▸ **DOCUMENT EXCERPT**
%%

I originally made these potatoes for a dinner with my “mom”, aunt, and sister after seeing them made on a cooking show, and I served them with marinated sesame crusted tuna steaks and roasted asparagus. When I made them the first time, I baked the potatoes, put them through my food mill, and used a wasabi powder that I have. While the potatoes were good, the texture and flavor wasn’t exactly what I was hoping for - they seemed to be drier potatoes, which I think was because of the wasabi powder in addition to being baked, and they weren’t EXACTLY what I wanted. So, I went about making them a little bit differently until I got the results I was looking for!
First and foremost, to get the best, creamy mashed potato texture without any lumps, I highly recommend getting yourself a potato ricer or food mill! You can find them at nearly any cooking store, they’re fairly inexpensive, and definitely worth the investment. (I have one of each!) I’ve never found anything else to give you the perfect consistency for mashed potatoes the way this little tool does. I’m not particularly fond of lumpy mashed potatoes, so there was no question that I needed one (or two) of these… ;-) The great thing about them is that you can use them for other things too, like making your own homemade baby food. The models I have of both the ricer and the food mill come with different plates which determine how fine you want your food, so it’s easy to go from baby’s first foods to chunkier versions when they’re ready for those stages.
Another thing that I like about this recipe, other than the wasabi (which I LOVE, especially with sushi), is that it can be made as healthy as you want it to be. I’ve made this with a very good-quality fat free sour cream (Morning Glory is excellent) as well as Greek yogurt, and I’ve made it with skim milk as well as heavy cream. You can make this recipe using very little wasabi or a lot of wasabi, depending on your own personal tastes. It’s entirely up to you to make it what you want! :-)

%%

▸ **DATASET SECTION**
%%

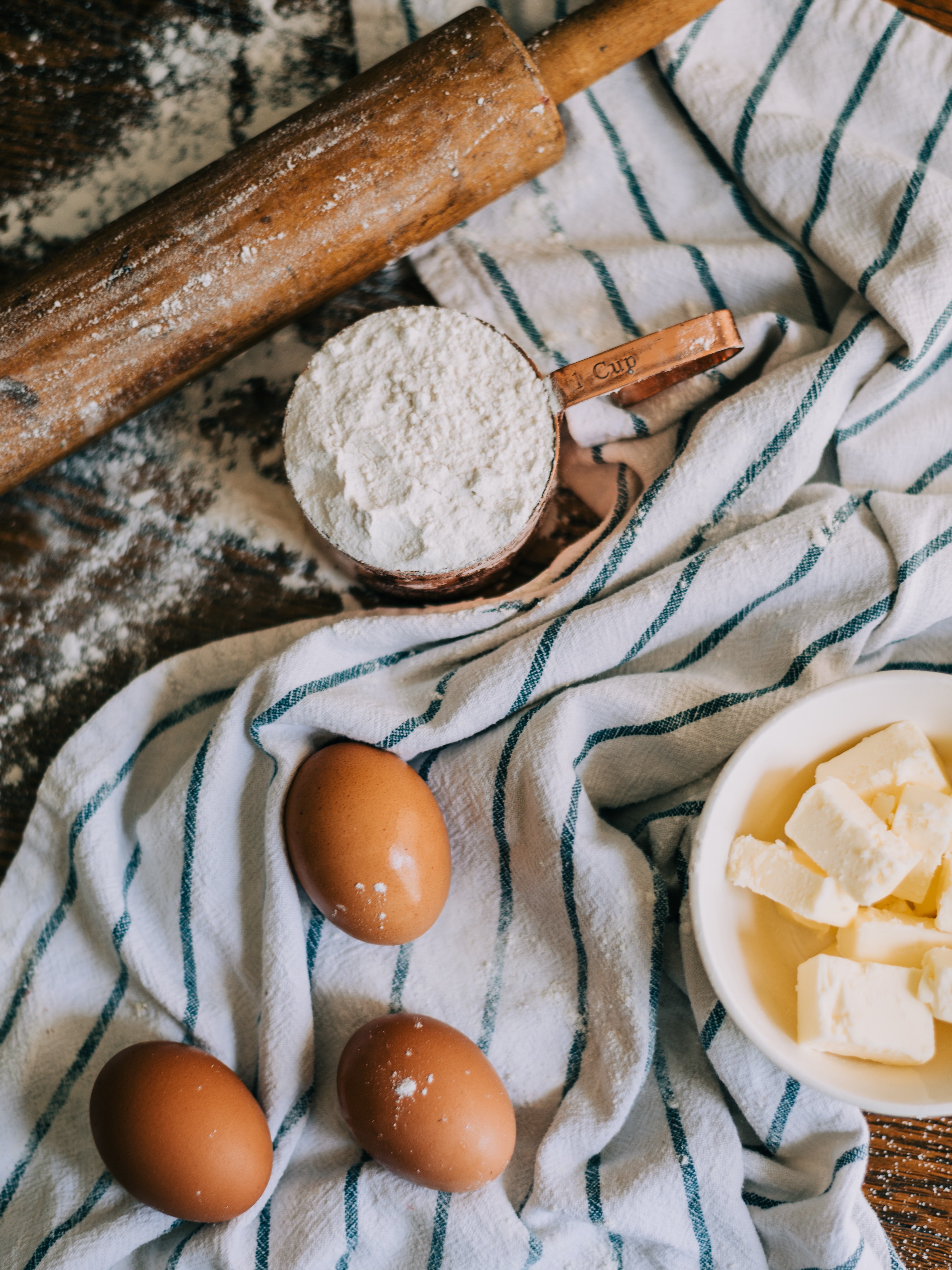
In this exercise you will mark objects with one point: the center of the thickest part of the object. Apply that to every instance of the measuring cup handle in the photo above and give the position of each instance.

%%

▸ **WHAT TO DO**
[a] According to the mashed potato post, which brand of fat-free sour cream is described as excellent?
[b] Carry on writing the mashed potato post from the point where it stops.
The data above were drawn from a separate source and have no connection to the mashed potato post.

▸ **EXPECTED RESULTS**
[a] Morning Glory

[b]
1 lb. russet potatoes, cut into uniform chunks
½ c. Greek yogurt or sour cream
1 - 2 tsp. prepared wasabi
2 - 4 Tbsp. cream, half & half, or milk
¼ c. minced fresh parsley
Salt and pepper, to taste
Place the chunks of potatoes into a saucepan and cover with cold water; bring to a boil and simmer until the potatoes fall apart when pierced with a fork. Drain the potatoes. While the potatoes are still hot, use a tongs to transfer them to a potato ricer or food mill and press the hot potato pieces back into the empty, warm saucepan. (Because we’re using a potato ricer/food mill, it’s not necessary to peel the potatoes before cooking them; when you rice potatoes, the skins don’t make it through the press.)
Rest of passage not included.